### Exercise details
When the material ends, stop; until then, set down every line exactly.

### Record excerpts
=-=-=-=-=

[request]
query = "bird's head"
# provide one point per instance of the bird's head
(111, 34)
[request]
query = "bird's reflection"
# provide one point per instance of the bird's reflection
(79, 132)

=-=-=-=-=

### Response
[request]
query = "bird's head"
# provide one point per instance of the bird's head
(111, 34)
[request]
query = "bird's reflection"
# provide one point per instance of the bird's reflection
(79, 132)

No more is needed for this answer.